======== GIVEN TEXT ========
My mind reverts to the childhood days when we moved from my birthplace (Woburn, Massachusetts) to Dayton, Ohio, my father having accepted a position in the latter city as church organist and music director of the public schools. I was then between four and five years of age, and having shown a taste for band music was provided with a drum as my first band instrument, I played fairly well for a kid - walking up and down the yard while drumming, humming tunes to its playing and imagining myself a whole band. O, how I did love a band of music! All my youthful dreams were filled with bands and uniforms!

It was about this time that our father became curious to learn how much musical talent we boys had, if any, and to try the thing out he purchased four small-sized violins for us. He began our teaching by showing us the proper way of holding the instrument, how to hold and use the bow and where to place the fingers; then he wrote some simple music in quartet form, giving each boy a part. Of course, we were extremely awkward at first in trying to hold the violin correctly, while at the same time holding the bow in the proper manner to produce a musical tone. However, father was very patient with us and explained so thoroughly, yet simply, how to "make sounds" that we managed to play our parts together somehow and heard the results. It must have been pretty crude as music, but to me it sounded like a regular orchestra and I was proud of being able to take part in a real ensemble.

When the music was placed before me and the notes explained, what each one meant, and I was shown where and how to properly place the fingers to reproduce in tone the mitten notes - although it was the first time I had ever noticed written music - its reading seemed to come quite naturally to me, for I at once grasped the sense of it, I was then only about five years old, and have read music ever since. It was only natural that, after we had rehearsed and could play his little composition, father was quite proud to see his experiment prove fruitful.

This apparently trivial and seemingly unimportant part of these reminiscences may not be of any great interest to the readers, yet it has been introduced with a definite purpose in view - the accentuation of the value in environment and atmosphere when beginning with music, I wish to impress upon my colleagues the point that, having been brought up within the best of musical environments, perhaps I have had more and greater opportunities than the average boy. Father never would allow us to play harshly or at all coarsely (i.e. vulgarly); he taught us that music was an ART, not a TRADE and being of an extremely sensitive nature himself he could not and would not endure "noise" in music.
======== DATASET ========
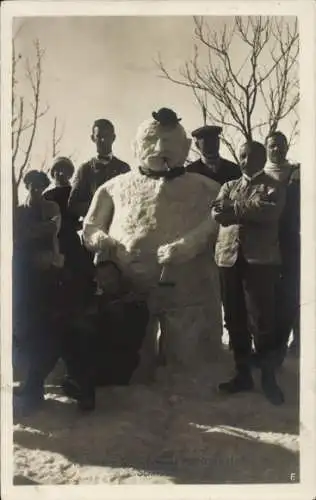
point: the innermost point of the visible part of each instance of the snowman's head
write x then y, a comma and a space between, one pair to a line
161, 143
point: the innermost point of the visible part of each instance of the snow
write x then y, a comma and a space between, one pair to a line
179, 430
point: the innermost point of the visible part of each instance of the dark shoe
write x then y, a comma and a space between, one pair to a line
270, 388
86, 402
70, 388
241, 382
254, 360
294, 349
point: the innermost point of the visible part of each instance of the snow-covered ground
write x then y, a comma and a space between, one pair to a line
178, 430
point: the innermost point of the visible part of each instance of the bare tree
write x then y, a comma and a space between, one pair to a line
54, 149
231, 93
56, 139
25, 114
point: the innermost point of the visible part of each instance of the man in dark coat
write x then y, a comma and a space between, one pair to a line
96, 171
288, 290
211, 164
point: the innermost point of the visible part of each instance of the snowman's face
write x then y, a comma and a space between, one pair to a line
158, 147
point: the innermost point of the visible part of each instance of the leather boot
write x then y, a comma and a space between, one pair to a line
269, 385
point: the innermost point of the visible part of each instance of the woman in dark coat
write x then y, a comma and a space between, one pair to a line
76, 256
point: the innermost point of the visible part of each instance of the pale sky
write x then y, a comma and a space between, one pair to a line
103, 67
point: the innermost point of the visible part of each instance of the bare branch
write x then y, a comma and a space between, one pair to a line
34, 77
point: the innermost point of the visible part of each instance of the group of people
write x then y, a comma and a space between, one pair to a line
126, 269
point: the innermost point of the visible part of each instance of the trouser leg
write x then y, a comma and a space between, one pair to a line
236, 313
259, 286
148, 354
287, 305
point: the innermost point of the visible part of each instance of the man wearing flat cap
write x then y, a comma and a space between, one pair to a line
211, 164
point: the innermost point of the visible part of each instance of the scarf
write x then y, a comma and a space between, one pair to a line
279, 172
166, 174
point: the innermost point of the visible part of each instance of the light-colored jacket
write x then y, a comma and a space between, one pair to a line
252, 224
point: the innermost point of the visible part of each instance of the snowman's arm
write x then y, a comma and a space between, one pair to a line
97, 221
197, 240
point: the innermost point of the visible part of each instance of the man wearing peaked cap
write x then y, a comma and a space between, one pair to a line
211, 164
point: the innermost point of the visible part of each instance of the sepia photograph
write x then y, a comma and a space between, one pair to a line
152, 281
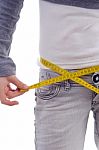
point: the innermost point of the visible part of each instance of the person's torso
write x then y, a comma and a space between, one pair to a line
69, 32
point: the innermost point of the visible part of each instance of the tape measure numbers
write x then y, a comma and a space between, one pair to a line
65, 75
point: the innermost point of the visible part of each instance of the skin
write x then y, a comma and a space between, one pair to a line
6, 92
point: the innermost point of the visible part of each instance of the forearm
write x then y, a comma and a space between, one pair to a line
9, 15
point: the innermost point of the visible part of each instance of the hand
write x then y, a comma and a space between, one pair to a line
6, 92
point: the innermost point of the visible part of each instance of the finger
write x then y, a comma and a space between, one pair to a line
4, 100
9, 103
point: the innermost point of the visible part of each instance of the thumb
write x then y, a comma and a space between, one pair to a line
18, 83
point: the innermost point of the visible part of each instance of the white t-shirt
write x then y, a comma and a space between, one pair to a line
69, 35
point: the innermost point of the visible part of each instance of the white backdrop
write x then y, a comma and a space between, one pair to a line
17, 130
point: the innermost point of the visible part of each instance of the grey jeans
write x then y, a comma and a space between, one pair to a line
61, 113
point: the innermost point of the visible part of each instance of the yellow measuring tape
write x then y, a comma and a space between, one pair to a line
65, 75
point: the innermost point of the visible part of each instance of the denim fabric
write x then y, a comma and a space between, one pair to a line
61, 113
9, 15
91, 4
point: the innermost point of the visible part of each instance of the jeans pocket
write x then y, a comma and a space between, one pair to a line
49, 91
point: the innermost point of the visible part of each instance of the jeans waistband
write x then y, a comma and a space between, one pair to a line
49, 73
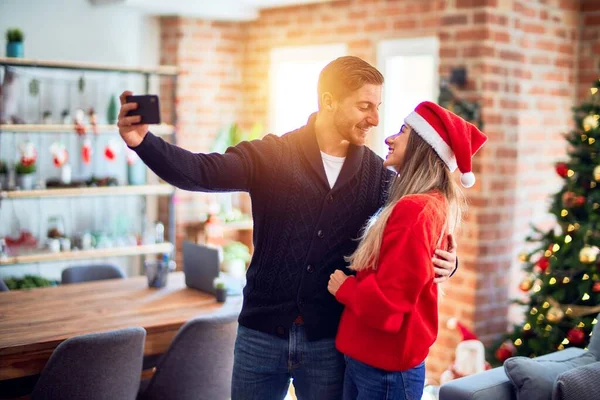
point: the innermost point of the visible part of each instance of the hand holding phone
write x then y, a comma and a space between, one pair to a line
133, 128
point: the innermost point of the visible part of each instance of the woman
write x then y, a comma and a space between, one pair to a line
390, 319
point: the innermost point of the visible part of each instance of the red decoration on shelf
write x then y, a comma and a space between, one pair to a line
562, 170
576, 336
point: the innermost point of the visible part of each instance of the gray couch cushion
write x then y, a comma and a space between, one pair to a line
534, 379
580, 383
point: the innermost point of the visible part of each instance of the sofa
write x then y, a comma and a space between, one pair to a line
572, 373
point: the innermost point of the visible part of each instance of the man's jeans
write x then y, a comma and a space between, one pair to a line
363, 382
264, 365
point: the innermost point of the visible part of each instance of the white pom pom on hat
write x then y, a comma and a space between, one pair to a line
453, 139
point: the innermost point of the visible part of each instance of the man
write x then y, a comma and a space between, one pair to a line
312, 191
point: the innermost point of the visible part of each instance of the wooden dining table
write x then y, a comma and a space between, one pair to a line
33, 322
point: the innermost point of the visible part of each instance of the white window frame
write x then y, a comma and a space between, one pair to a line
403, 47
299, 54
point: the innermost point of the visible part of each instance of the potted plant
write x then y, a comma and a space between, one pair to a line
14, 43
3, 175
220, 290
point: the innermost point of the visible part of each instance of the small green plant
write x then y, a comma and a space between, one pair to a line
23, 169
14, 36
28, 282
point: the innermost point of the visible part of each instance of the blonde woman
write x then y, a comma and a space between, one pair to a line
390, 319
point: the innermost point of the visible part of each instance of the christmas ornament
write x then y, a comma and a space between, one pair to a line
112, 150
469, 354
78, 118
555, 314
86, 151
590, 122
28, 153
505, 351
576, 336
93, 120
543, 264
526, 284
59, 154
589, 254
562, 170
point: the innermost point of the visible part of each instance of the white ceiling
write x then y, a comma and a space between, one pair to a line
230, 10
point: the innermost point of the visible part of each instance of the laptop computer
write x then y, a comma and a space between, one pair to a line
201, 267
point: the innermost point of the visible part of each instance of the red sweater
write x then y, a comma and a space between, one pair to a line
391, 314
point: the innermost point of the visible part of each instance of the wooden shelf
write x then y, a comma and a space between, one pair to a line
159, 189
88, 254
169, 70
160, 130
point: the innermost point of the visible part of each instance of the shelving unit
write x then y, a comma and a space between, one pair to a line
160, 189
41, 256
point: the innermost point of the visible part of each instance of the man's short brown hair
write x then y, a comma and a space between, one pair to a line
346, 74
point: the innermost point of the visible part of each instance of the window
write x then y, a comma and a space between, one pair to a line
410, 68
294, 74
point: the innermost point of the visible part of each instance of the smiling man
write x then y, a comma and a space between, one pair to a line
312, 191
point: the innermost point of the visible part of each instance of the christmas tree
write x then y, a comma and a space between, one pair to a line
563, 268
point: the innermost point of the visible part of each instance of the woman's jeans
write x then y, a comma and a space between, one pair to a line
363, 382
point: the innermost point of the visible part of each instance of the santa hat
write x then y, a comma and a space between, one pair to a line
453, 323
453, 139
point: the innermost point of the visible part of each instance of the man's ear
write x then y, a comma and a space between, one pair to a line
327, 101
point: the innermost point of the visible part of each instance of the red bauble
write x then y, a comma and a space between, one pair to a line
576, 336
505, 351
562, 170
543, 264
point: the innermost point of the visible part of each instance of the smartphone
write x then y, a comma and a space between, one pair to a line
148, 108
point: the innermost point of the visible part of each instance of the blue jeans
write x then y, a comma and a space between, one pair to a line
363, 382
264, 364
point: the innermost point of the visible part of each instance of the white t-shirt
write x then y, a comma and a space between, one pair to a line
333, 166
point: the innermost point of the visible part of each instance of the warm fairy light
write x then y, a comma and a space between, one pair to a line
568, 238
555, 248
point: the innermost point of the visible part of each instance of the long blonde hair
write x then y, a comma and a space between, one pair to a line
422, 171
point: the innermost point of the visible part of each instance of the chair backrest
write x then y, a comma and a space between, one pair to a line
87, 273
199, 362
97, 366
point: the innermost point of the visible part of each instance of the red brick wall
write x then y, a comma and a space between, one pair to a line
589, 46
521, 60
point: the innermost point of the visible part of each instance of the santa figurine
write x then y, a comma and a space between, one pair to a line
469, 356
========
▶ **WHAT THIS EXERCISE ASKS**
[1] Duplicate the passage of the musical memoir that begins at the words "It was about" and stops after the words "a real ensemble.".
[2] According to the musical memoir, what did the father buy to test his sons' musical talent?
None of these lines is needed here.

▶ **TASK SOLUTIONS**
[1]
It was about this time that our father became curious to learn how much musical talent we boys had, if any, and to try the thing out he purchased four small-sized violins for us. He began our teaching by showing us the proper way of holding the instrument, how to hold and use the bow and where to place the fingers; then he wrote some simple music in quartet form, giving each boy a part. Of course, we were extremely awkward at first in trying to hold the violin correctly, while at the same time holding the bow in the proper manner to produce a musical tone. However, father was very patient with us and explained so thoroughly, yet simply, how to "make sounds" that we managed to play our parts together somehow and heard the results. It must have been pretty crude as music, but to me it sounded like a regular orchestra and I was proud of being able to take part in a real ensemble.

[2] Four small-sized violins.